** Tarea **
Continúa el comentario sobre el padre y sus dos hijos a partir de su última oración.

** Texto para analizar **
┌──
Cuando llega el hijo mayor, también él se coloca egoicamente en el centro. Este hijo pasa del estado de niño interior sumiso al de niño interior rebelde celoso-envidioso, que, enrabietado, poseído por su pulsión egoica, se niega a entrar en la fiesta, es decir, a aceptar esa realidad. Parece querer aguar esa fiesta y que la atención se centre en él y sólo en él (típica actitud infantil). De nuevo el padre se sale de su centro natural (literalmente, sale de la fiesta) y se abaja suplicando al hijo. Este, crecido y engreído, parece no querer dejarse abrazar-integrar, sino que ataca al padre, le reprocha su tacañería. Pero, al hacerlo, delata el dominio egoico al que está sometido: nunca me das nada, yo te sirvo y te obedezco… (se contradice, ya que el padre le dio también a él su parte de la hacienda). Al principio, el hijo menor parecía acreedor de su padre, ahora al final, el mayor adopta la misma pose: exige al amo que le pague sus servicios. Su yo (su falso yo) le impide ver la realidad de que su ser no es ser siervo del amo, sino ser hijo del padre, es decir, ser-en-él. Así se lo explica el padre al final de la historia: «hijo, tú siempre has estado conmigo y todo lo mío es tuyo». Es una proclamación de la unicidad que siempre ha vivido el padre. Aunque el hombre tenga una visión errónea de la realidad y se vea a sí mismo (desde su yo) separado de Dios, la realidad es que Dios siempre es-en-el-hombre, y el hombre siempre es-en-Dios. Y, además, la proclamación de integración paterna implica que los dos hijos son hermanos, es decir que el hombre siempre es en el hombre; que no hay separatidad, sino unicidad, entre todos los seres humanos. Esto no lo ven los hijos desde su ego separado: el menor se fue también de su hermano, y el mayor no considera al menor hermano suyo (en el texto nunca le llama «hermano mío», sino «ese hijo tuyo»).
└──
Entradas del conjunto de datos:
┌──
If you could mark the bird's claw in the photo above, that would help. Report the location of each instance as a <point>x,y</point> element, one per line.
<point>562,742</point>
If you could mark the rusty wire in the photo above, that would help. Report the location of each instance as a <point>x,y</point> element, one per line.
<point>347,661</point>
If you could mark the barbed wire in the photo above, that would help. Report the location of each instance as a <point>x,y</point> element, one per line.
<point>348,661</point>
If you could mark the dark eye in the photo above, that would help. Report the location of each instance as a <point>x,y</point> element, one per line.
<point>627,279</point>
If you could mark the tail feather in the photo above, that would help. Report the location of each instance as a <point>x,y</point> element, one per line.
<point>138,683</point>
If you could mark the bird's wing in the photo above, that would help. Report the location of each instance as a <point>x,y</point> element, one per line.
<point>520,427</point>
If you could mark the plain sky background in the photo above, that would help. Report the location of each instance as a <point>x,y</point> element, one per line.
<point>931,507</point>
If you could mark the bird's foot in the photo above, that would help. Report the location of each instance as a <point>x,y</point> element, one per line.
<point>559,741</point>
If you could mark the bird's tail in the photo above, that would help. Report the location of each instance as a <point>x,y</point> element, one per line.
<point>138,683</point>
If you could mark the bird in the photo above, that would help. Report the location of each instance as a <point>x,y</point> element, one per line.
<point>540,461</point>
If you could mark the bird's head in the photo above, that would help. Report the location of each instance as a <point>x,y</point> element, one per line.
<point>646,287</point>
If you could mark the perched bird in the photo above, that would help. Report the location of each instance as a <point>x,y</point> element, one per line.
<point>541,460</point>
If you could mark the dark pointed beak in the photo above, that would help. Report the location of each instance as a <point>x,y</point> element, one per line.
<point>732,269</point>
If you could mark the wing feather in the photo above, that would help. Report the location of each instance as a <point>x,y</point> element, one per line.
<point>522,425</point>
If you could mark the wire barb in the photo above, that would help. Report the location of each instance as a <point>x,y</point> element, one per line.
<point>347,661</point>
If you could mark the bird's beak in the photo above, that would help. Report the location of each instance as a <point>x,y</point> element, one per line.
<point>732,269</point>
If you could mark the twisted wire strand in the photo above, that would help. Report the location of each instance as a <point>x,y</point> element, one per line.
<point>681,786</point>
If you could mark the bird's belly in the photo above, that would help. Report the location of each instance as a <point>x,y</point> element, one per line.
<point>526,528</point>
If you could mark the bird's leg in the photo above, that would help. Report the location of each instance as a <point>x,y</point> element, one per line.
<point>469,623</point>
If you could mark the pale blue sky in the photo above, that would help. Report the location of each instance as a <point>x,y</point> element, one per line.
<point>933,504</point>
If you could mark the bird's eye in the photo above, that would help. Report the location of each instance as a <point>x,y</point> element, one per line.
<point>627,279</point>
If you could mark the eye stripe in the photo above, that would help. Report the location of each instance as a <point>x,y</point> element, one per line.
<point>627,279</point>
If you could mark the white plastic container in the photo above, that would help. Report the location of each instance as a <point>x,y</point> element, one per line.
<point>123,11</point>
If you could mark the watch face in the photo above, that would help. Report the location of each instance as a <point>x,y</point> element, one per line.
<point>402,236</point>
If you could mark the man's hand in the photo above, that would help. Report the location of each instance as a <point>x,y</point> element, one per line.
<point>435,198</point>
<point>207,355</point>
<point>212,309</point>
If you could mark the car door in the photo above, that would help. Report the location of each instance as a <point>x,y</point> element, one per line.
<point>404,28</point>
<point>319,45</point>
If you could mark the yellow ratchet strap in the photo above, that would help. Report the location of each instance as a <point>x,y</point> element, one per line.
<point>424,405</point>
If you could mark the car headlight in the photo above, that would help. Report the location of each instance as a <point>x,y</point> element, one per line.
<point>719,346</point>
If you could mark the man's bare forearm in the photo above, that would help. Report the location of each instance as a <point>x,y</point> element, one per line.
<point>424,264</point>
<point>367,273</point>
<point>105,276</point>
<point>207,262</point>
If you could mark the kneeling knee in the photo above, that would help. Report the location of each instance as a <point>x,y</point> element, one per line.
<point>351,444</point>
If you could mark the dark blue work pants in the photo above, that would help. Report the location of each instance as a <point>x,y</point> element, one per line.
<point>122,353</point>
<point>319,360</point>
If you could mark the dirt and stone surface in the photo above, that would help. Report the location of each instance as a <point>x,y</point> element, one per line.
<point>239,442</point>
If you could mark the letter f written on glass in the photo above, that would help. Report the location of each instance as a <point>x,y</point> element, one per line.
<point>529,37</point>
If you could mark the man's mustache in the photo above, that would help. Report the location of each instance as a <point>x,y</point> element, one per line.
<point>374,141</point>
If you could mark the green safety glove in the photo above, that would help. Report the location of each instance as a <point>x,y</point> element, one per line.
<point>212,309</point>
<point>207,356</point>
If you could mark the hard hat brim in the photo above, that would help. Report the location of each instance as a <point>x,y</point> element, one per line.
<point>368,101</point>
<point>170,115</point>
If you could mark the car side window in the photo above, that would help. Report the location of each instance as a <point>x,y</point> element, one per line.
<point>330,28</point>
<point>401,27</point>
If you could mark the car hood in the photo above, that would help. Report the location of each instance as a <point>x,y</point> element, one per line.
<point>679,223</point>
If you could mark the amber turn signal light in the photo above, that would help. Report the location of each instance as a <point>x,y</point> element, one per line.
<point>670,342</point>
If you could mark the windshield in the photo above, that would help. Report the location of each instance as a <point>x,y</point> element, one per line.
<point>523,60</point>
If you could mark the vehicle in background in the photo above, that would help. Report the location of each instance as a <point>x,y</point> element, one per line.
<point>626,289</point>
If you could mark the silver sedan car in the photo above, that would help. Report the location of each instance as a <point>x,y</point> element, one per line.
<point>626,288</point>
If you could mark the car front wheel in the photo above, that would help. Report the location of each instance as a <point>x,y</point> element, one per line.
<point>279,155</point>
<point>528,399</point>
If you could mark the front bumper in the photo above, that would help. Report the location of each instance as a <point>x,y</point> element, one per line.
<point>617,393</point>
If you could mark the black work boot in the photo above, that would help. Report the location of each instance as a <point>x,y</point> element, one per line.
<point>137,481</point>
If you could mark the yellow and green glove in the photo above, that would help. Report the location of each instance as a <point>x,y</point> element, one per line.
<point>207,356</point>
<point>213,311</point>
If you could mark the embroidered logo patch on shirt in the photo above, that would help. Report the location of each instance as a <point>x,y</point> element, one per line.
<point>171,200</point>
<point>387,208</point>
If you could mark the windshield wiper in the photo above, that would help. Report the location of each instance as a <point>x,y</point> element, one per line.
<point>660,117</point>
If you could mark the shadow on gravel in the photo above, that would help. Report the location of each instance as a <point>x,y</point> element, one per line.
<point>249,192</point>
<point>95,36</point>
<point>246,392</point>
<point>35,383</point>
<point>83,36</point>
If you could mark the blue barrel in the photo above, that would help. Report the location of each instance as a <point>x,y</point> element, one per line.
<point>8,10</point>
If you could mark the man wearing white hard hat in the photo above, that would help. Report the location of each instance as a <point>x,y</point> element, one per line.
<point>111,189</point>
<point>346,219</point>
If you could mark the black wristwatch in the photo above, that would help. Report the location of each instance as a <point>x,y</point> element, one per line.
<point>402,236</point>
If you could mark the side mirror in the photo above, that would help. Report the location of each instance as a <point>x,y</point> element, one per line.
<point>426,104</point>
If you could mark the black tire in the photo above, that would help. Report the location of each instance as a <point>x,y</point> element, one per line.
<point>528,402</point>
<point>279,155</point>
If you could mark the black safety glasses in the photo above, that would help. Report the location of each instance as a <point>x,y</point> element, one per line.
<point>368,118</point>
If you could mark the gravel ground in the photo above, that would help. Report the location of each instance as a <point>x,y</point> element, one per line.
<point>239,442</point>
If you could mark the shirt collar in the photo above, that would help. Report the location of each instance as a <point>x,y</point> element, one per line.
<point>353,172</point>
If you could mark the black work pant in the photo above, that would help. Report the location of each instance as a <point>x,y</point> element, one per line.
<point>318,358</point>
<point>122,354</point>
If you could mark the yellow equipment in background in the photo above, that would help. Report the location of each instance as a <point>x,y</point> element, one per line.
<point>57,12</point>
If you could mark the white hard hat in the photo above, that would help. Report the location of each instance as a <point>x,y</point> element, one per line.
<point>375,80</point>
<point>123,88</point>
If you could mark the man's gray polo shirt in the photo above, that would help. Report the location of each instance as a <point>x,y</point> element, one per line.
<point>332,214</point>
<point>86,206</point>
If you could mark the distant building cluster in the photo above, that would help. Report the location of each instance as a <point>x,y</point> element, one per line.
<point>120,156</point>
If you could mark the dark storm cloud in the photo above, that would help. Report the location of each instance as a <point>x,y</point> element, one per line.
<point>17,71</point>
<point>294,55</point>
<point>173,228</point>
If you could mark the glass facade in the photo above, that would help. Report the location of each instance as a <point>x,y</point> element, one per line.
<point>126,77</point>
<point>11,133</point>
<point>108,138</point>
└──
** Respuesta **
El emplazamiento que hace el padre al hijo para que cambie su mirar la realidad, queda abierto. No se dice qué hace este hijo mayor: si sigue con su berrinche egocéntrico o entra en la fiesta de la alegría, del ser. Pero, de la propia parábola se desprende que sólo podrá entrar en la fiesta de la vida, del ser, si desmonta ese andamiaje irreal que habita en su mente, si deja de pensar en su yo separado y se abaja y se hace último en lugar de primero (protagonista); si, como su hermano menor, desanda ese camino mental de separatidad y se vivencia en su padre (y, con ello, en su hermano), es decir, en el amor festivo e indiscriminado que significa el «nosotros». Sólo abajándose a la pequeñez de sus limitaciones podrá entrar en ese ámbito de vida-fiesta y abrazar y ser abrazado, es decir, integrado vitalmente en la esfera imperecedera del ser.

Quizás Jesús concluyó la parábola con este final abierto porque entendía la dificultad de realizar ese camino de retorno al ser originario. La parábola es magnífica y sugerente en su exposición, y certera en su diagnóstico. Lo que en ella se dice es «verdad del evangelio», es decir, es camino de realización y de salvación.

Todo esto no es algo accidental o secundario, sino núcleo de la propuesta salvadora de Jesús. Es cada oyente del relato quien debe dar la respuesta a las preguntas que suscita el final del mismo: ¿Entro en la fiesta de la vida o me quedo con mi ego quejoso-alterado? ¿Me atrevo a dar el paso de renunciar a lo que me parece evidente (lo que mi mente ve), esto es, «mis derechos» (mi parte de la hacienda, mi pretensión de ser protagonista y objeto de atención de todos), y me arriesgo a abajarme y lanzarme a una vida de unicidad con todos sin pedir nada a cambio? ¿Me encastillo en mis seguridades y busco por mí, o coloco en el centro de mi vida al otro y, en especial, al otro postrado para servirle?

Sí. Es paradójico (y difícil de aceptar por la mente) que la donación de sí sea el camino para lograr ser. Otra vez, esto tiene un nombre en el evangelio, y se llama cruz.

P. Eduardo Suanzes, msps

 

[1]  Todo (Excepto las imágenes) está tomado de Sixto Iragui, El Jesús histórico. Dios es Abbá (Padre querido)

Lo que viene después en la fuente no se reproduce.